(Object position labeling entries)
[Begin]
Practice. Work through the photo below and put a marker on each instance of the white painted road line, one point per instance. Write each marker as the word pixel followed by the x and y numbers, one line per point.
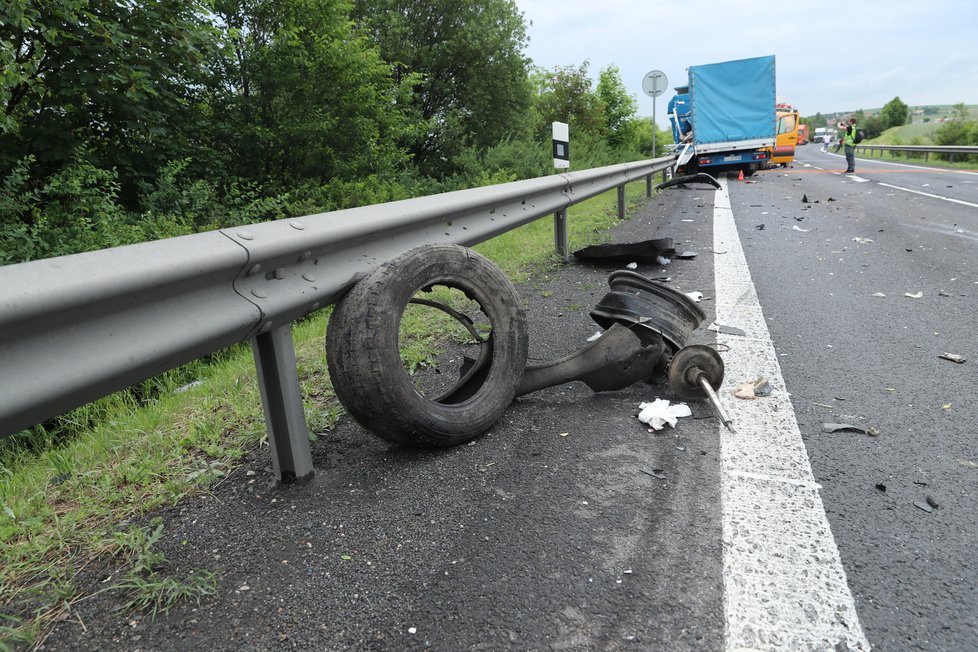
pixel 784 584
pixel 928 194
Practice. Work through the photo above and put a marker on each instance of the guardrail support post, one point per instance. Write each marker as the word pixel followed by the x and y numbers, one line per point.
pixel 278 378
pixel 560 235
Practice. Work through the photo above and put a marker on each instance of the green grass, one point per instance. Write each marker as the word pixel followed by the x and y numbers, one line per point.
pixel 64 495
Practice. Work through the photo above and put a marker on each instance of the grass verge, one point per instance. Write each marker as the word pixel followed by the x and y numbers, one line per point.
pixel 67 502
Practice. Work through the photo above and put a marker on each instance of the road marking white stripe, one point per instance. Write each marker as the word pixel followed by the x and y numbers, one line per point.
pixel 784 585
pixel 929 194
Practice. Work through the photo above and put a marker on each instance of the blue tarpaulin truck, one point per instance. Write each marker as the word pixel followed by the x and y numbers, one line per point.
pixel 725 119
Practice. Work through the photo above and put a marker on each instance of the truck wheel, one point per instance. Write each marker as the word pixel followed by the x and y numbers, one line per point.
pixel 364 357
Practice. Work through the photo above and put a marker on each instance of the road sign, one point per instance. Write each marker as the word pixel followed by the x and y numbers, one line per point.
pixel 655 82
pixel 561 145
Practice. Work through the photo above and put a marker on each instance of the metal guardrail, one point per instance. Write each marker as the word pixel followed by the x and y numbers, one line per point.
pixel 926 150
pixel 79 327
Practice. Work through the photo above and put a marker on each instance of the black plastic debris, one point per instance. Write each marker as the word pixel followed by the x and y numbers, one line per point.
pixel 726 330
pixel 647 251
pixel 840 427
pixel 655 473
pixel 924 506
pixel 701 177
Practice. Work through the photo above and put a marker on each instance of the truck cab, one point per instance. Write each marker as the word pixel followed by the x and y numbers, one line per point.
pixel 788 135
pixel 723 119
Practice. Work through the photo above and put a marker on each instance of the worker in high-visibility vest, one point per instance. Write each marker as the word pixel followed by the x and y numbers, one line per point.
pixel 849 140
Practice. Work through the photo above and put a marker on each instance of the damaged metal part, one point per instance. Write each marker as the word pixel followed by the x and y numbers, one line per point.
pixel 634 300
pixel 615 360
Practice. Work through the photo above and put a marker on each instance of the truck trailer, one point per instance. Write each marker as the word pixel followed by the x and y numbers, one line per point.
pixel 724 119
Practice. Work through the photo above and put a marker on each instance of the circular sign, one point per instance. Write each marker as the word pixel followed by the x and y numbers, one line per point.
pixel 654 84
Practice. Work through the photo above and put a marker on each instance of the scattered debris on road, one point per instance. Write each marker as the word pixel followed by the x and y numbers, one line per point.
pixel 726 330
pixel 872 431
pixel 646 251
pixel 923 506
pixel 655 473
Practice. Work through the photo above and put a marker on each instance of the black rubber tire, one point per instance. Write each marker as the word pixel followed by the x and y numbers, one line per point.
pixel 364 360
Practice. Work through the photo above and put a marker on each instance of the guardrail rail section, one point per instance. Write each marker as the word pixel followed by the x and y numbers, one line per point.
pixel 926 150
pixel 76 328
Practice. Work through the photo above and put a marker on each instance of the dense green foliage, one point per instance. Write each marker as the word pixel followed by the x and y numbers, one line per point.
pixel 131 120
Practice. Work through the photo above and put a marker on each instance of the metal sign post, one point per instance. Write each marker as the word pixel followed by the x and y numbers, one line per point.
pixel 654 84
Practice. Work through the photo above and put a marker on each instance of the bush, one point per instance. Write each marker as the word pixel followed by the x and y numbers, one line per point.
pixel 75 210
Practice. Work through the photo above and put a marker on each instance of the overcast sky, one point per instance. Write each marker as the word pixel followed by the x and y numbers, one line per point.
pixel 831 56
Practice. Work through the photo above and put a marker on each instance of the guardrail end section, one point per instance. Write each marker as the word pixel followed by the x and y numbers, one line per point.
pixel 278 378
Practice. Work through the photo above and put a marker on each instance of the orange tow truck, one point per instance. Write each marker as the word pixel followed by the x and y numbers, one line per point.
pixel 788 135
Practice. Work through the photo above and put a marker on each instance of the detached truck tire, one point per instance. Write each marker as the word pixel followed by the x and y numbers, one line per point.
pixel 363 356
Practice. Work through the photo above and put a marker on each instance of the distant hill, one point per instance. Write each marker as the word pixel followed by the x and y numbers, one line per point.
pixel 922 113
pixel 921 133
[End]
WHAT YOU ARE ASKED TO DO:
Reproduce word for word everything in the rows above from the line containing "metal guardrail, one" down to the line containing "pixel 724 119", with both of those lines included.

SOLUTION TO THIS EXERCISE:
Practice. Work through the photo above and put a marker on each instance of the metal guardrail, one point per instance. Write each marker as the word pixel followed by the x and y numbers, one line per point.
pixel 926 150
pixel 79 327
Practice. Work through the photo above and put a marker on each instance of the black plastic debris, one point per instance. Write each marker as the word pixel followed by the x and y numbers, one line per point.
pixel 726 330
pixel 647 251
pixel 840 427
pixel 655 473
pixel 924 506
pixel 701 177
Practice. Work through the photo above and put a marker on each instance of the truck cab, one point per instance. Write each marker as the word pixel followed by the x and y numbers, one line per point.
pixel 788 135
pixel 723 119
Practice. Work through the photo above and put a marker on each instance of the worker in high-visibility vest, one point per instance. Write each marker as the word pixel followed by the x and y numbers, one line per point.
pixel 849 140
Practice. Work through the photo above and put a marker on each instance of the damaged metal part, one point per instance. Write each marker as the word pixel followed by the x and y numbers, one line per point.
pixel 634 300
pixel 615 360
Practice. Work through the photo above and put a marker on each instance of the truck trailer, one point per instance. Write each marker as the word pixel followed by the x and y numbers, one line per point.
pixel 724 119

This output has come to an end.